-- START PROVIDED MATERIAL --
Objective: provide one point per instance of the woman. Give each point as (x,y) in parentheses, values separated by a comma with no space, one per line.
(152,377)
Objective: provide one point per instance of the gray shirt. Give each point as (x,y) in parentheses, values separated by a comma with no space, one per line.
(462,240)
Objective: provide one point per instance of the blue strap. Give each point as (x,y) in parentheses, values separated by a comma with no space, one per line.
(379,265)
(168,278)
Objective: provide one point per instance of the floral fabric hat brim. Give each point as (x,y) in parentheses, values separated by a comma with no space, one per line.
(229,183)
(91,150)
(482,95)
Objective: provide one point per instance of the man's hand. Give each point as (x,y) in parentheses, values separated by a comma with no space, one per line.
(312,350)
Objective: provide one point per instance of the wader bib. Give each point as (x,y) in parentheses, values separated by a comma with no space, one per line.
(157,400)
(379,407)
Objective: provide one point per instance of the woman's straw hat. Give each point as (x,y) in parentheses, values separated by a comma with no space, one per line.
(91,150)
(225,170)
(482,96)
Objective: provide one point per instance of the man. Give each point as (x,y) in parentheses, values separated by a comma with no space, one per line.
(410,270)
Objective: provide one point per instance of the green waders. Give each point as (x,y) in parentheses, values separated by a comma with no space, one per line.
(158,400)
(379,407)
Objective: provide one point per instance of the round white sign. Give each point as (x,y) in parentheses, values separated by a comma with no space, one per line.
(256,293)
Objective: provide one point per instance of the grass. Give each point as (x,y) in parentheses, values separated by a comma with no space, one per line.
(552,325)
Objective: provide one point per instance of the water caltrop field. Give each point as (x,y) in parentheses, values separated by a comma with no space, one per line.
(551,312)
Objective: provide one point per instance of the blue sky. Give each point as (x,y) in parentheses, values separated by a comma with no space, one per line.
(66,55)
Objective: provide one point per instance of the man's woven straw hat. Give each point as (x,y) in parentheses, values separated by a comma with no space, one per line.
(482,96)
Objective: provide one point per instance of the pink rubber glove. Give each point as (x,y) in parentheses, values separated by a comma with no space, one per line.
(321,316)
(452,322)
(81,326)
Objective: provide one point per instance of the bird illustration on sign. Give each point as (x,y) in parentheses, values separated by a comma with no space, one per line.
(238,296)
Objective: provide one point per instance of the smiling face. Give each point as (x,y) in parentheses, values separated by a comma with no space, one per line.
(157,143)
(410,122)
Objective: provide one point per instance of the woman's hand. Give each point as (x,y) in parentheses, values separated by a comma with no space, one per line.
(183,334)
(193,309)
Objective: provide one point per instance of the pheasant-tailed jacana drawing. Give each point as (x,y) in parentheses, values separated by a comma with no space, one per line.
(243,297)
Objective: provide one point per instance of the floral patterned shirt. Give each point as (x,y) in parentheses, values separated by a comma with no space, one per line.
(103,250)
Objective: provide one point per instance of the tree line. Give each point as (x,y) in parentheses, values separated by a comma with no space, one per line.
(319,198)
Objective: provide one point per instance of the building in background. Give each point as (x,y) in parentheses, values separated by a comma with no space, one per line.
-- END PROVIDED MATERIAL --
TASK BRIEF
Reproduce the entire listing above word for word, from the first line to the last.

ANSWER TO THE EXERCISE
Objective: provide one point per instance of the woman. Give each point as (x,y) in parentheses, values separated by a comma with no space, one per line.
(152,377)
Objective: provide one point per instance of the gray shirt. Give each point as (x,y) in parentheses, values separated by a comma with no space, one per line.
(462,240)
Objective: provide one point per instance of the blue strap. Give each point as (x,y) in parentheses, values separated by a comma with no space, one per line.
(379,265)
(168,278)
Objective: provide one point per instance of the floral fabric hat brim. Give each point as (x,y) in parentheses, values separated by a comma with no space, one per line.
(229,183)
(91,150)
(482,95)
Objective: provide one point per instance of the man's hand. Give each point as (x,y) in parentheses, values separated by a comma with no space, one per line.
(312,350)
Objective: provide one point per instance of the wader bib. Give each point as (x,y) in parentheses, values separated by a comma with no space, one per line.
(157,400)
(379,407)
Objective: provide one point per instance of the woman's straw hat. Give each point as (x,y) in parentheses, values separated by a comma with no space, one per line.
(91,150)
(225,170)
(482,96)
Objective: provide one point per instance of the man. Give each point as (x,y) in parentheses, values separated by a comma with no space, one per line.
(410,270)
Objective: provide one point per instance of the green waders. Give each point as (x,y) in parentheses, values separated by a comma with no space, one per line.
(158,400)
(379,407)
Objective: provide one point per instance of the round white sign. Give each point as (x,y) in parentheses, values separated by a comma with no space, one per line.
(256,293)
Objective: provide one point per instance of the grass. Give each point as (x,y) in parentheses, values separated by a comma with no space, one per line.
(552,325)
Objective: provide one point per instance of the water caltrop field. Give each point as (x,y) in parentheses, values separated by a comma with no space, one per line.
(551,312)
Objective: provide one point per instance of the blue sky. Give each point as (x,y) in parentheses, values separated by a comma with no space, one per line.
(66,55)
Objective: provide one point per instance of the man's woven straw hat. Give each point as (x,y) in parentheses, values separated by a comma with no space, one per line.
(482,96)
Objective: provide one point per instance of the pink rubber glove. Give each point as (x,y) in parentheses, values separated by a comma with no space, one per line.
(321,316)
(452,322)
(81,326)
Objective: provide one point per instance of the bird illustration on sign. Give each point as (x,y) in parentheses, values separated by a comma with no space, one per line.
(238,296)
Objective: provide one point per instance of the smiling face. Give each point as (x,y) in parentheses, values separated by a comma with no space, one per line.
(157,143)
(410,122)
Objective: provide one point per instance of the woman's hand. Give each point as (x,y) in parentheses, values separated by a comma with no space, one per line.
(183,334)
(193,309)
Objective: provide one point per instance of the pheasant-tailed jacana drawing. Give each point as (x,y) in parentheses, values separated by a comma with no space, one per line.
(243,297)
Objective: provide one point per instance of the floral patterned shirt. Give each point as (x,y) in parentheses, values separated by a comma with no space, one per line.
(103,250)
Objective: provide one point per instance of the tree line. Give each point as (x,y) in parentheses, values separated by a comma with no space, one per line.
(319,198)
Objective: provide one point per instance of the building in background. Give each point as (x,y) in parentheses, values separated by a comma with no space, one per line.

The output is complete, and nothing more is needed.